DIRECTIVES >>
• a. According to the forum thread, which reflections are probably worse than those from the sides?
• b. Report every line of the records that contains the word "wooden", matching case exactly.

EXCERPTED TEXT >>
Oh - Zargon has a good point. The rear reflections are probably worse than from the sides. I've deadened both walls enough to tame that form of standing wave.
Snofun3, how about a mirror on the ceiling instead of a rug?
And with Cdc's post, the thread turned...

Tvad, I think we'd exhausted the subject anyway.

Well Cdc, If you want to see that first reflecting point on a permanent basis I suppose that's useful - why else would you want a mirror on the ceiling?

Caught me!!
Tvad and snofun3 - LOL!!!!!
so if you where to hit my instrument and stand in front of it .Lets say you line all 4 walls with humans ,line all the ceiling and floor as well.when you hit the triangle(example)no other person will hear it but you becaue you block it is 3d friends.......

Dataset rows
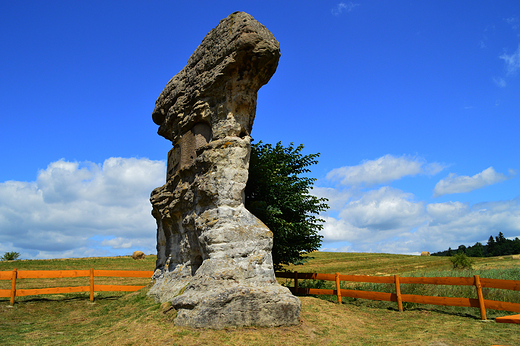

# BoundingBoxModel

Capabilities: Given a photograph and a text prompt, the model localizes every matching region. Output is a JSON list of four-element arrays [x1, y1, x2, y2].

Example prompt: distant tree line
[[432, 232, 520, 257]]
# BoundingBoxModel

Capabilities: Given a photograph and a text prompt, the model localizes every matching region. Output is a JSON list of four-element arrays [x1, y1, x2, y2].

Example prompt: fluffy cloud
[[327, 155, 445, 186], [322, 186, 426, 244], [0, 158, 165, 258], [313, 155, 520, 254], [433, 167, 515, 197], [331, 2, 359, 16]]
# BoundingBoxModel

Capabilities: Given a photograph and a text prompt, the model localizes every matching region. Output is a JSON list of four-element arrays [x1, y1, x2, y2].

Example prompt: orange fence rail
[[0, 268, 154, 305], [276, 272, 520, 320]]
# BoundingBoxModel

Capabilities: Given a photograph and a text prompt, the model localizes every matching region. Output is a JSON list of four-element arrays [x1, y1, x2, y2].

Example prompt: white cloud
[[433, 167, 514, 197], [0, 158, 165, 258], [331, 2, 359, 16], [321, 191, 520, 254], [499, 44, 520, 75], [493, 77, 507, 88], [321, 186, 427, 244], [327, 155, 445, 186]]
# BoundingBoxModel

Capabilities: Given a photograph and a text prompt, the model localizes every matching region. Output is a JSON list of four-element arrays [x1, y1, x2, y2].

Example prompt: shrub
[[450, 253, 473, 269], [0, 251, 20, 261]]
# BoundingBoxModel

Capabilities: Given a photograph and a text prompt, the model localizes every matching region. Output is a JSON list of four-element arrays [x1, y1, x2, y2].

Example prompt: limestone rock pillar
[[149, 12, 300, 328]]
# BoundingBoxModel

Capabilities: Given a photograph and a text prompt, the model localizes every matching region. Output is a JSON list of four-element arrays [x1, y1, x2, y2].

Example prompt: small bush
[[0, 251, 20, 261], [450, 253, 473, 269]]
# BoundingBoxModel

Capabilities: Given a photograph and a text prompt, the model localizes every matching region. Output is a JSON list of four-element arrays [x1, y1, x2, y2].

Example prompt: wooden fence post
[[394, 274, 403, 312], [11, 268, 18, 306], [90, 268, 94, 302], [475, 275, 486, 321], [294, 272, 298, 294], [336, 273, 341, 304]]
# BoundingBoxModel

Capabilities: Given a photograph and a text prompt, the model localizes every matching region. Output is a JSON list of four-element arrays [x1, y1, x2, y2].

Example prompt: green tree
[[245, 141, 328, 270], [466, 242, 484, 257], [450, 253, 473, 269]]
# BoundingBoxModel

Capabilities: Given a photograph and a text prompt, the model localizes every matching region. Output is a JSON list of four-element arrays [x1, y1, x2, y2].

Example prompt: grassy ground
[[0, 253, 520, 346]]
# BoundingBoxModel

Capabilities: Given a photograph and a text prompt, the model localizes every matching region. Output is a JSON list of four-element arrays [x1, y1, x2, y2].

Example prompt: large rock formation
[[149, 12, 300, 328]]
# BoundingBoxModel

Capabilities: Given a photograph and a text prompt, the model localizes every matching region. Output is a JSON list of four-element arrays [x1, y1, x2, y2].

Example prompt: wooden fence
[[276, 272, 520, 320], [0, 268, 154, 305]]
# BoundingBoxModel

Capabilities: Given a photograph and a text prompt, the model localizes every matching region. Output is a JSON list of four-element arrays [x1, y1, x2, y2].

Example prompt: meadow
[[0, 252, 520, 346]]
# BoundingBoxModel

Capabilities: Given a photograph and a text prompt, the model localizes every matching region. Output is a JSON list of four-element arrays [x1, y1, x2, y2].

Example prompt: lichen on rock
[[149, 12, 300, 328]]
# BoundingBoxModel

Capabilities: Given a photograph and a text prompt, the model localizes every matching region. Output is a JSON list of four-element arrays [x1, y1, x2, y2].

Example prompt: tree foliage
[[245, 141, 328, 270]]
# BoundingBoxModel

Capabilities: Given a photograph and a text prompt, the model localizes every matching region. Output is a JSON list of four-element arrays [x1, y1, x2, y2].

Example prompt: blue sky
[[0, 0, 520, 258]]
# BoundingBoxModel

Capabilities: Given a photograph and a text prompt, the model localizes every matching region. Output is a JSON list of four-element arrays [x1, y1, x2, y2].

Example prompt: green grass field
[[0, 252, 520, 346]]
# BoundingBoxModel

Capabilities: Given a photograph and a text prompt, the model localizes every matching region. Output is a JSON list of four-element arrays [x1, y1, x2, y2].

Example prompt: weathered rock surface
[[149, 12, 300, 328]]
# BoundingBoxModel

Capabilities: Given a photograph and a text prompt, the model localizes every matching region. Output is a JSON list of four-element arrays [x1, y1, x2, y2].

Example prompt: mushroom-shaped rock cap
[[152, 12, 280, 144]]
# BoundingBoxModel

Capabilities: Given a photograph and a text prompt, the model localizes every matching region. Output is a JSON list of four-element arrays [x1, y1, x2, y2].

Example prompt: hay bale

TASK RESPONSES >>
• a. The rear reflections.

• b.
Example prompt: wooden fence post
Example prompt: wooden fence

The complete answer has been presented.